Excerpts of location labeling data
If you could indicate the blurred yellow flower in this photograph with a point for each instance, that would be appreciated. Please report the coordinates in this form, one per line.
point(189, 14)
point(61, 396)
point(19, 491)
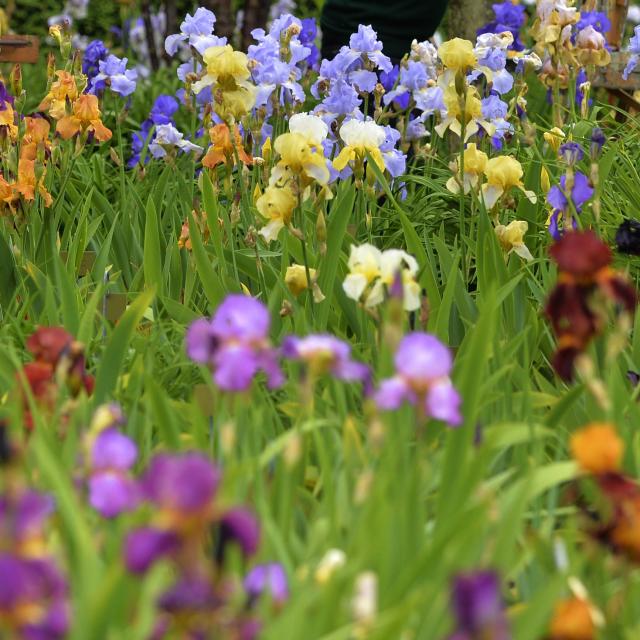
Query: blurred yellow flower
point(475, 162)
point(511, 238)
point(228, 75)
point(360, 137)
point(275, 205)
point(296, 278)
point(457, 54)
point(503, 173)
point(554, 138)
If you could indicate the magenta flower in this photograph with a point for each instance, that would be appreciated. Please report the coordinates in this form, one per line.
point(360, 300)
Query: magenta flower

* THE PROBLEM *
Update all the items above by changing each "magenta" to "purple" and keeping everything else the same. Omit the pictures from your output.

* RESULT *
If you could indicate the blurred yellow flower in this photograph with a point for each instance, that would be appreciated. Please report the coordinates in this form, one per line.
point(189, 14)
point(61, 396)
point(19, 491)
Query: blurred yellow flower
point(475, 162)
point(511, 238)
point(228, 75)
point(360, 137)
point(275, 205)
point(296, 278)
point(457, 54)
point(503, 173)
point(554, 138)
If you could indicate the purple flower in this photograph with a point for each instance, that would be appreciated. Please report the coordinates in this form, one per line.
point(360, 300)
Query: purple flower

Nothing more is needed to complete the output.